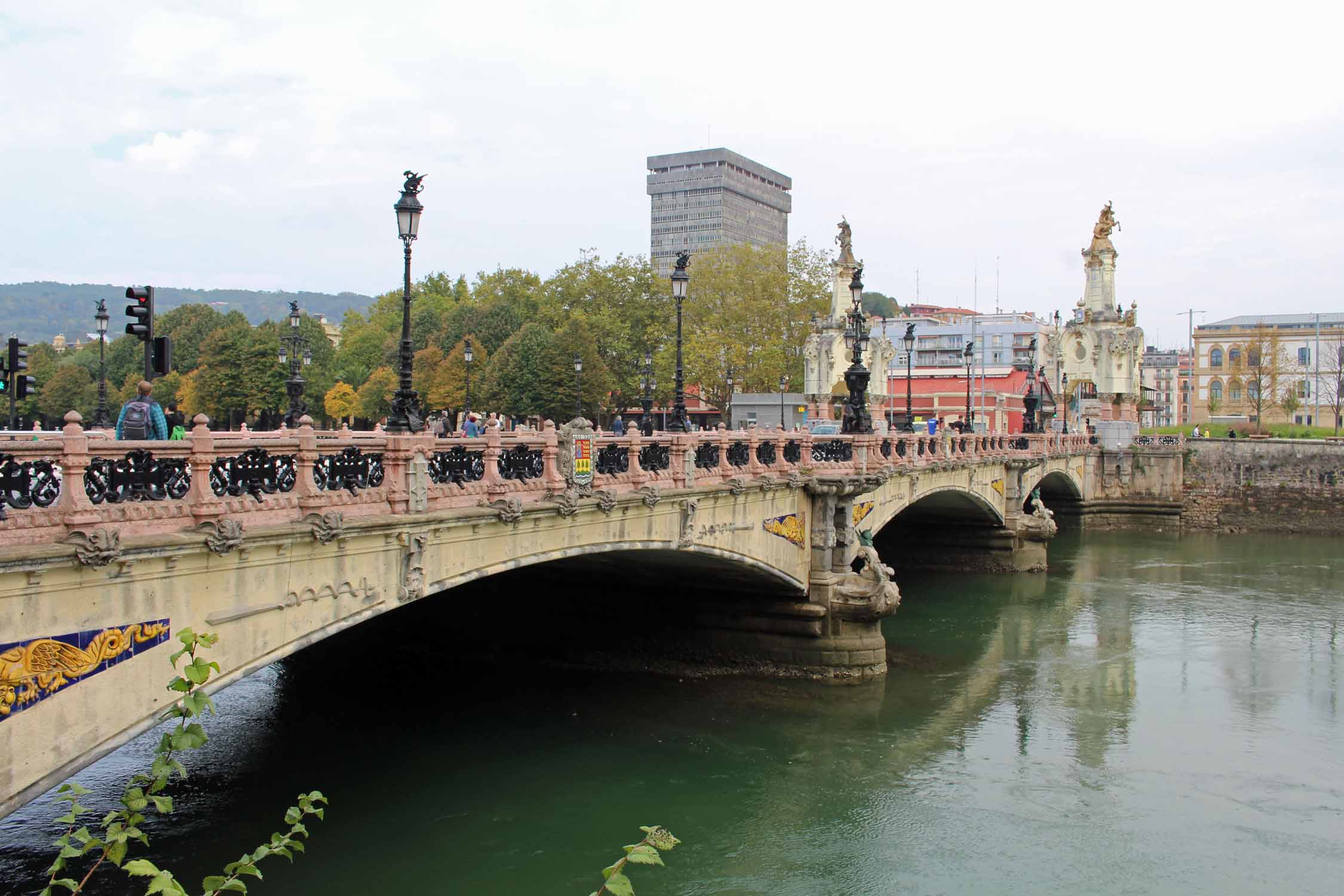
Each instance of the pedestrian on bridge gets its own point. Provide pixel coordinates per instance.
(142, 418)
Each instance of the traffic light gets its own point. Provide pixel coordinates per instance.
(17, 366)
(142, 314)
(163, 355)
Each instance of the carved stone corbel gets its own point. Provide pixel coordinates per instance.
(329, 527)
(96, 548)
(508, 510)
(687, 538)
(222, 536)
(413, 581)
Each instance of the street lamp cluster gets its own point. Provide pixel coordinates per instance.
(294, 351)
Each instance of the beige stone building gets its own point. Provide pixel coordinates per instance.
(1278, 367)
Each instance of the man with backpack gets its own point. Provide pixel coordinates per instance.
(142, 418)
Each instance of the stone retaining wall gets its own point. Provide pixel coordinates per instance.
(1264, 485)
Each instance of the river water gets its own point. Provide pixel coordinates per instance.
(1156, 715)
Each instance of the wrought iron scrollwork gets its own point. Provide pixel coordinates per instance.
(706, 456)
(612, 460)
(458, 465)
(139, 476)
(351, 469)
(254, 472)
(655, 457)
(739, 455)
(29, 483)
(522, 462)
(832, 450)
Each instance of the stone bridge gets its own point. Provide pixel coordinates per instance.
(278, 541)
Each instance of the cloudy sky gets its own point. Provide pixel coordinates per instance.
(260, 144)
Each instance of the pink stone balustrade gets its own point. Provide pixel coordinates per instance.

WHAT THE TASK ASKS –
Once the pictures are removed, return the entries exactly as they stand.

EXERCISE RESULT –
Each instance of the pedestrian on bridge gets its own point. Provide pixel coordinates per instance.
(142, 418)
Each instance of the traffic light gets its own point. Provide pixel coordinates per instance.
(17, 366)
(142, 314)
(163, 355)
Each instance of the carved stone corbel gets its own point. Provide pixel coordinates per instance.
(329, 527)
(96, 548)
(508, 510)
(687, 538)
(222, 536)
(413, 581)
Each instance of the street lamp cluster gets its own point. Provide pixel coordinates per instance.
(294, 351)
Each instance of the beige stone building gets its own point. Provide pixel coordinates per instance.
(1278, 367)
Each instance of the man with backpack gets its own point. Provide pixel coordinates per instance.
(142, 418)
Each instance of the stone retaining wall gets its own point. Provide pixel coordinates per instance.
(1264, 485)
Each instance of the river water gets its own point. Provide pixel coordinates per instance.
(1156, 715)
Each instance of the wrought iron scrollwork gets its own point. Provide pixel coordinates per instance.
(706, 456)
(612, 460)
(458, 465)
(139, 476)
(351, 469)
(254, 472)
(655, 457)
(739, 455)
(29, 483)
(522, 462)
(832, 450)
Each instance of the stone bridge gets its own point. Provide pixel coordinates per instance.
(278, 541)
Each instance of the cloudy sky gets its own point. Provide pixel coordinates per instance.
(260, 144)
Each instance of the pink stone balustrade gets its own point. Provide pixel coordinates per instance.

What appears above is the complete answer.